## TASK PROMPT
Exactly and only the lines from the one containing "Could you spot the frost" through the close of the entries below are to be set down.
◇ ◇ ◇ ◇
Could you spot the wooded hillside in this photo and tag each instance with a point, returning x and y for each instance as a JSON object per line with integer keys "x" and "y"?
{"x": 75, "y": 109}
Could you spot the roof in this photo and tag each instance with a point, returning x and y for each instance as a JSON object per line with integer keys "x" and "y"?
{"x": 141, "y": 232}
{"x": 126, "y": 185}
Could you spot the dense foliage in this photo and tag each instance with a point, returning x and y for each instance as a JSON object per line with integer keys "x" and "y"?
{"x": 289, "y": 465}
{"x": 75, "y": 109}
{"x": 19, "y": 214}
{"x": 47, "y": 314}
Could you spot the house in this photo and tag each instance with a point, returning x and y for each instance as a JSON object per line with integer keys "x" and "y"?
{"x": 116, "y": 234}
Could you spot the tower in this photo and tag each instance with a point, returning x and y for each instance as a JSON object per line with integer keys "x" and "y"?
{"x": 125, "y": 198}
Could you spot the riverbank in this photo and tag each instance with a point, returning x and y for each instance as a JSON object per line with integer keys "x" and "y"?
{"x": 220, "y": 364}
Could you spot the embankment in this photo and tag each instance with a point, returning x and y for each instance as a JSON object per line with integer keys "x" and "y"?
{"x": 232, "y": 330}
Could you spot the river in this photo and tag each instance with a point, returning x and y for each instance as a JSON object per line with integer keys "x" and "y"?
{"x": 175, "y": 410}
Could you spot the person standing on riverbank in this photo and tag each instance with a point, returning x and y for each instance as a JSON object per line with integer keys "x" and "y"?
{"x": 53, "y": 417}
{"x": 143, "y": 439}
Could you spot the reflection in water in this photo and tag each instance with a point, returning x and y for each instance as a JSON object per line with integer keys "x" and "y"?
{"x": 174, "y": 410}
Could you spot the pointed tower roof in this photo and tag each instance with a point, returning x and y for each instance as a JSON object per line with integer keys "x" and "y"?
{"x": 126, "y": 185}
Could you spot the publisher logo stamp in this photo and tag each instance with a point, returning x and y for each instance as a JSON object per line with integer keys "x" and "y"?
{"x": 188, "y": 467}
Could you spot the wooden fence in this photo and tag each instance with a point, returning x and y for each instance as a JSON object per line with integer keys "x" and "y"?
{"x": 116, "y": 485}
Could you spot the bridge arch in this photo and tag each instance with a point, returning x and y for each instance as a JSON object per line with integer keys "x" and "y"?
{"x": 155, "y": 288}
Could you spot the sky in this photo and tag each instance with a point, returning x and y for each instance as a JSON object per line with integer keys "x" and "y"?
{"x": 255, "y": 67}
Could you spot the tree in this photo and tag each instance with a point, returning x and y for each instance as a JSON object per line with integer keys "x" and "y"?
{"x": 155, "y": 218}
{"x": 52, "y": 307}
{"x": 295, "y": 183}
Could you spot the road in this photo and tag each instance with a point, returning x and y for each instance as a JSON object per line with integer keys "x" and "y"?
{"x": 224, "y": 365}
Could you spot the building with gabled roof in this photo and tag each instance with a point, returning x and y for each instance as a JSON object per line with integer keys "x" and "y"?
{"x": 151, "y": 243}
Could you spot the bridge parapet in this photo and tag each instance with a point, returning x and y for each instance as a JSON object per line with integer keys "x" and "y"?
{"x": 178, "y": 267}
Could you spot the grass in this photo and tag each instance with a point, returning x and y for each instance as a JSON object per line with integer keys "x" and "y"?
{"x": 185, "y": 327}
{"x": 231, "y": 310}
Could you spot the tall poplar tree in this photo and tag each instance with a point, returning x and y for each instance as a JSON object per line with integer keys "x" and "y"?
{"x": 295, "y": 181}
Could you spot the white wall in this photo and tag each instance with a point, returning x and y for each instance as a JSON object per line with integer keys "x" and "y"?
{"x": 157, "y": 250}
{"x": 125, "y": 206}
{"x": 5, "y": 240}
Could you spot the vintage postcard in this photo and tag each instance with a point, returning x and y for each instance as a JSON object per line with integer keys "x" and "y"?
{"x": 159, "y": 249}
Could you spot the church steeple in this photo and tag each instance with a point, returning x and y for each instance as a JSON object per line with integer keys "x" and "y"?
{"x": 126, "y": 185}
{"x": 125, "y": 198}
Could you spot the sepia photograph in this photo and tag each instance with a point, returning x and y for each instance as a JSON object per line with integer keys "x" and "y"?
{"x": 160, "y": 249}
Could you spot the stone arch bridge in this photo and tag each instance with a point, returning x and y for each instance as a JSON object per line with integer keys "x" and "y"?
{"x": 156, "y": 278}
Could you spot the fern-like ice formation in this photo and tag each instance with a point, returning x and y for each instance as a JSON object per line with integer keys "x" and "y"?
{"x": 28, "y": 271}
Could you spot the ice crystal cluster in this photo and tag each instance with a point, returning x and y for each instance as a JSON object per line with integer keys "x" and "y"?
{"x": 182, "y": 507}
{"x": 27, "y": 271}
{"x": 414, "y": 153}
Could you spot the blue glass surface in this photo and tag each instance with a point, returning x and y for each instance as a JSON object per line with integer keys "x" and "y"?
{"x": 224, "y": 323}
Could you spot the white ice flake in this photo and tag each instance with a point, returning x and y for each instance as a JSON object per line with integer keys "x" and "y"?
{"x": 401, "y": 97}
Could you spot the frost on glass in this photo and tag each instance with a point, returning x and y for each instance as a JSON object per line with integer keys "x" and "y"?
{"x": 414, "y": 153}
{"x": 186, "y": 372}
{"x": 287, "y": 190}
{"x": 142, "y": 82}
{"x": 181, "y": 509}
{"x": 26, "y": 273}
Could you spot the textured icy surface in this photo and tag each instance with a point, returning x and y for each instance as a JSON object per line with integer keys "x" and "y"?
◇ ◇ ◇ ◇
## SOLUTION
Could you spot the frost on glass in this photo and tag each instance with a point, returning x and y for each instance as a JSON object per line with integer keys "x" and "y"?
{"x": 414, "y": 153}
{"x": 186, "y": 372}
{"x": 287, "y": 190}
{"x": 142, "y": 82}
{"x": 181, "y": 509}
{"x": 26, "y": 273}
Could you spot the textured icy surface in this photo and tag each instance with a point, returning x and y for each instance as a JSON object per line with integer keys "x" and "y"?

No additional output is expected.